Material provided:
□ □ □ □ □
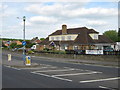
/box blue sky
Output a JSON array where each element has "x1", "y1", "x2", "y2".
[{"x1": 0, "y1": 2, "x2": 118, "y2": 39}]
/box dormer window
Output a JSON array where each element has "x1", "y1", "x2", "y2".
[
  {"x1": 67, "y1": 36, "x2": 72, "y2": 40},
  {"x1": 89, "y1": 33, "x2": 98, "y2": 40}
]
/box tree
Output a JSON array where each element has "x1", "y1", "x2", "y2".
[
  {"x1": 103, "y1": 30, "x2": 118, "y2": 42},
  {"x1": 118, "y1": 28, "x2": 120, "y2": 42}
]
□ □ □ □ □
What you are asked to do: Present every line of the material above as a numbered list, omitting blank lines and the picture.

Task response:
1. /box blue sky
2. Output a JSON array where each element has "x1", "y1", "x2", "y2".
3. [{"x1": 0, "y1": 2, "x2": 118, "y2": 39}]
4. /box dormer window
5. Output a JSON array where each element has "x1", "y1", "x2", "y2".
6. [
7.   {"x1": 67, "y1": 36, "x2": 72, "y2": 40},
8.   {"x1": 89, "y1": 33, "x2": 98, "y2": 40}
9. ]
10. /box tree
11. Output a JSON array where each element has "x1", "y1", "x2", "y2".
12. [
13.   {"x1": 103, "y1": 30, "x2": 118, "y2": 42},
14.   {"x1": 118, "y1": 28, "x2": 120, "y2": 42}
15. ]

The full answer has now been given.